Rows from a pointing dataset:
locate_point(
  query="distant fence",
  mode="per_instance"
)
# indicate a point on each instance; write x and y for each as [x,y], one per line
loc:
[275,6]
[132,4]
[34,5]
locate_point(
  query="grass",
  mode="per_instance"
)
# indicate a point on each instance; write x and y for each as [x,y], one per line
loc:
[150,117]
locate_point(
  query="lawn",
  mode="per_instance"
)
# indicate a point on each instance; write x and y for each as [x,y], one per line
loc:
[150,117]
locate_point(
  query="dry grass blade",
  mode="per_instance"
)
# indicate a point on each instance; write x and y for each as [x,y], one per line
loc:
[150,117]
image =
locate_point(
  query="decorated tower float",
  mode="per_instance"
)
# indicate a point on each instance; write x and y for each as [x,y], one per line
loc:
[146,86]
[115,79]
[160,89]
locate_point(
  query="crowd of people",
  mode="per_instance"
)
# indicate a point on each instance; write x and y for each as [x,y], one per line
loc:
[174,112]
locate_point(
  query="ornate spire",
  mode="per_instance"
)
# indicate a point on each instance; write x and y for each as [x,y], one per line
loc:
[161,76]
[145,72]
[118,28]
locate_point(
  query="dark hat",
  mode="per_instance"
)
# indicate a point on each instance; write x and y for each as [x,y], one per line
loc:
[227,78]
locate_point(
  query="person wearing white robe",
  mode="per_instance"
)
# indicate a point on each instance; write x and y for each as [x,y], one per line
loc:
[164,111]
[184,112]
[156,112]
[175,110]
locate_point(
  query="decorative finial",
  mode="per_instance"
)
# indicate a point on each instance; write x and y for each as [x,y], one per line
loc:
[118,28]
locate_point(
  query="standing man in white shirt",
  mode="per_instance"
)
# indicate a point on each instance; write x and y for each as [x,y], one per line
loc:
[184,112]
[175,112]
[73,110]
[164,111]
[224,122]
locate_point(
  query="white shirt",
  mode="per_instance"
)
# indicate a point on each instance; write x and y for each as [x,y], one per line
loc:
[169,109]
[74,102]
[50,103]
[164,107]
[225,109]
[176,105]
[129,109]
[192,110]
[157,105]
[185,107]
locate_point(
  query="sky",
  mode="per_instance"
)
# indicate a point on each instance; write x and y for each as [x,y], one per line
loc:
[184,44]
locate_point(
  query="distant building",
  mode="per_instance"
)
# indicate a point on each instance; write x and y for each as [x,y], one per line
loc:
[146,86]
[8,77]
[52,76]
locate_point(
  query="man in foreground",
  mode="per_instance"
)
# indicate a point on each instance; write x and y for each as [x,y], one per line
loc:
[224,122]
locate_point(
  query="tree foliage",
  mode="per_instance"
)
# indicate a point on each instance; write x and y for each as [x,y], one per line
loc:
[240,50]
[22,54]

● **Short problem**:
Return the whole listing exactly, with every line included.

● **Response to the exercise**:
locate_point(
  query="distant fence",
  mode="per_instance"
)
# indicate a point on each instance; write x and y for each as [x,y], one per line
loc:
[275,6]
[132,4]
[34,5]
locate_point(
  query="grass",
  mode="per_instance"
)
# indicate a point on each instance; write x and y for each as [x,y], one per line
loc:
[150,117]
locate_point(
  query="lawn",
  mode="per_instance"
)
# indicate a point on each instance; write x and y for each as [x,y], one per line
loc:
[150,117]
locate_point(
  query="dry grass blade",
  mode="per_instance"
)
# indicate a point on each instance; write x and y for each as [x,y], one per line
loc:
[150,117]
image =
locate_point(
  query="decorated tower float",
  mode="per_instance"
)
# indicate a point on each instance; write x and y for each as [x,y], one per line
loc:
[146,86]
[115,79]
[160,89]
locate_point(
  query="crowd of people",
  mode="per_instance"
)
# indicate a point on each instance; write x and y for each as [x,y], one per line
loc:
[174,112]
locate_point(
  query="ornate spire",
  mode="per_instance"
)
# indicate a point on each instance; write x and y for each as [x,y], one per line
loc:
[161,76]
[145,72]
[118,28]
locate_point(
  query="dark hat",
  mode="per_instance"
)
# indicate a point on each instance; write x and y for each as [x,y], one per line
loc:
[227,78]
locate_point(
  query="person wearing white robe",
  mode="per_instance"
)
# indicate a point on each instance; write x and y for each as [x,y], one per line
loc:
[164,111]
[184,112]
[156,112]
[175,110]
locate_point(
  query="decorative finial",
  mode="per_instance"
)
# indicate a point on each instance; write x and y for each as [x,y], one per line
loc:
[118,28]
locate_point(
  query="standing man in white shirt",
  mode="per_instance"
)
# indicate a point on each instance; write x and y for each as [x,y], one per line
loc:
[184,112]
[175,112]
[73,110]
[164,111]
[224,122]
locate_point(
  query="white shirt",
  mode="per_instance"
)
# indicate a point on each instance; write x and y for each as [x,y], one per line
loc:
[169,109]
[74,102]
[50,103]
[164,107]
[225,109]
[176,105]
[129,109]
[192,110]
[157,105]
[185,107]
locate_point(
  query="sky",
  mode="per_instance"
)
# indicate a point on each instance; write x and y for each as [x,y], one per line
loc:
[184,44]
locate_point(
  query="distant building",
  mode="per_instance"
)
# indicate a point on each instance; write x and y for each as [x,y], one per line
loc:
[146,86]
[8,77]
[52,76]
locate_point(
  query="man in foreground",
  mode="per_instance"
)
# indicate a point on each instance; write x and y for each as [x,y], one per line
loc:
[224,122]
locate_point(
  query="tree foliage",
  mode="per_instance"
)
# indicate a point on each instance; write x and y for each as [x,y], one per line
loc:
[240,50]
[22,54]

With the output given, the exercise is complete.